→ Tasks to carry out:
**A)** Revise the article on Beam's base-editing trial, starting with "According to Beam, this" and going on through "to 45 patients.", and give that passage again with "drug" changed to "therapy".
**B)** Carry on with the article on Beam's base-editing trial, picking up after its final sentence.

→ Document section:
== Segment start ==

Beam Enrolls Trial's First Patient in "Step Forward" for Base Editing
The therapeutic, dubbed BEAM-101, is an autologous hematopoietic stem cell (HSC) investigational therapy designed to alleviate the effects of mutations that cause SCD.
John Evans, chief executive officer of Beam, called the patient’s enrollment in the BEACON trial a “significant step forward” for both Beam and the field of base editing. He added that his team believes BEAM-101 has “several advantages” over other available genetic therapies.
Beam refers to base editing, an essential component of BEAM-101, as a “next-generation form of CRISPR.” Base editing swaps out a single DNA letter for another instead of utilizing a double-strand DNA cut, like earlier generations of CRISPR.
According to Beam, this method is safer, as it removes the risk of double-stranded breaks during editing, the cause of unwanted chromosomal abnormalities and genotoxic stress.
BEAM-101 incorporates base editors designed to mimic single nucleotide polymorphisms seen in individuals with hereditary persistence of fetal hemoglobin. If successful, this will lead to increases in fetal hemoglobin (HbF), which inhibits hemoglobin S (HbS) polymerization.
The drug is tailored to each patient through HSC retrieval. After the patient undergoes a standard-of-care chemotherapy regimen, the edited cells are transplanted back into the patient. The trial will include an initial cohort of three patients, treated one at a time, followed by up to 45 patients.
In preclinical studies, Beam reported the therapeutic displayed:
High levels of HSC editing (over 90% of alleles edited),
High and consistent levels of upregulation of HbF (over 60% of total hemoglobin), and
Significant reductions in the disease-causing protein HbS to levels that are similar to sickle cell trait carriers, who do not have SCD.

== Segment end ==

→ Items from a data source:
== Segment start ==

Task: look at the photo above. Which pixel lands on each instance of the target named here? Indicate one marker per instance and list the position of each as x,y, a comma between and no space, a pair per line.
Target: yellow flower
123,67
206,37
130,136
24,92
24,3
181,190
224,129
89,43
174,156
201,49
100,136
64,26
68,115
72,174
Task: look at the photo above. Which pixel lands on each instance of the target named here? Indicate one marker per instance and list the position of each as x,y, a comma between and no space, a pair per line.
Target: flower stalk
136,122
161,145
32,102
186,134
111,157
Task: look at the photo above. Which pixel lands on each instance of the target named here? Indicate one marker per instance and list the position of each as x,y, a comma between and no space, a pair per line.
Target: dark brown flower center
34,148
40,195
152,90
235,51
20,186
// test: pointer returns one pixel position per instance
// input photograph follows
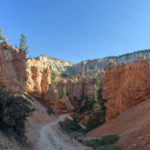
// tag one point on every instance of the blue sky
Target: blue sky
(77, 30)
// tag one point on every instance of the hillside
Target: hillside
(133, 127)
(87, 66)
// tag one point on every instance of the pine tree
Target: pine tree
(1, 37)
(22, 43)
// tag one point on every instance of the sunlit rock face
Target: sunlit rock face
(125, 86)
(39, 84)
(12, 69)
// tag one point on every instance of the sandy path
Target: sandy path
(51, 137)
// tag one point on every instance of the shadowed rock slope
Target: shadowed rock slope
(133, 127)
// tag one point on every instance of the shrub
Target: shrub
(1, 37)
(100, 141)
(75, 131)
(22, 44)
(50, 110)
(70, 125)
(108, 147)
(13, 114)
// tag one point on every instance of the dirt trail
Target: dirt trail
(46, 134)
(52, 138)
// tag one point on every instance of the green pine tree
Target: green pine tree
(22, 43)
(1, 37)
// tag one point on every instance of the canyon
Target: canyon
(64, 86)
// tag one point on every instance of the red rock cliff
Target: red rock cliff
(12, 69)
(125, 86)
(39, 85)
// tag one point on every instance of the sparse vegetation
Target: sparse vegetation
(1, 37)
(54, 82)
(61, 94)
(50, 110)
(75, 131)
(13, 114)
(94, 104)
(22, 44)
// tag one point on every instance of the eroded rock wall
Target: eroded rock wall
(125, 86)
(40, 85)
(12, 69)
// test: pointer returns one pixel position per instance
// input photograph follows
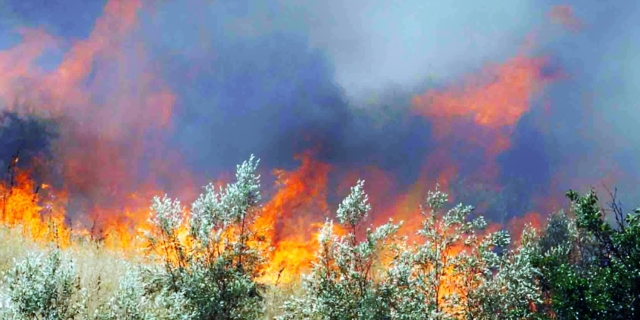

== Segment end ==

→ Answers by task:
**A)**
According to Beam, this method is safer, as it removes the risk of double-stranded breaks during editing, the cause of unwanted chromosomal abnormalities and genotoxic stress.
BEAM-101 incorporates base editors designed to mimic single nucleotide polymorphisms seen in individuals with hereditary persistence of fetal hemoglobin. If successful, this will lead to increases in fetal hemoglobin (HbF), which inhibits hemoglobin S (HbS) polymerization.
The therapy is tailored to each patient through HSC retrieval. After the patient undergoes a standard-of-care chemotherapy regimen, the edited cells are transplanted back into the patient. The trial will include an initial cohort of three patients, treated one at a time, followed by up to 45 patients.

**B)**
A Whole New World
As of this year, base editing is a brand new concept in human trials. The technology itself was developed only six years ago, according to Nature.
In July, Verve Therapeutics dosed its first patient with VERVE-101, a base editor built on technology licensed from Beam. This marked the first time a human had ever been dosed in a clinical trial with a base editor.
But as is often the case with novel therapeutics, base editors have faced some regulatory hurdles. In November, the FDA placed a clinical hold on Verve’s investigational new drug application for VERVE-101, which was being studied in patients with heterozygous familial hypercholesterolemia.
And in July, Beam’s therapeutic targeting CD7 for relapsed, refractory T-cell acute lymphoblastic leukemia, BEAM-201, was put on hold by the FDA. The agency requested additional data and analyses from Beam to continue the study, and Beam is still waiting for the hold to be lifted.
As for BEAM-101, Evans stated the company’s current focus is threefold: activating additional clinical trial sites in the U.S., modifying the BEACON protocol to enable expedited future patient enrollment and endpoint assessment and finalizing its manufacturing process.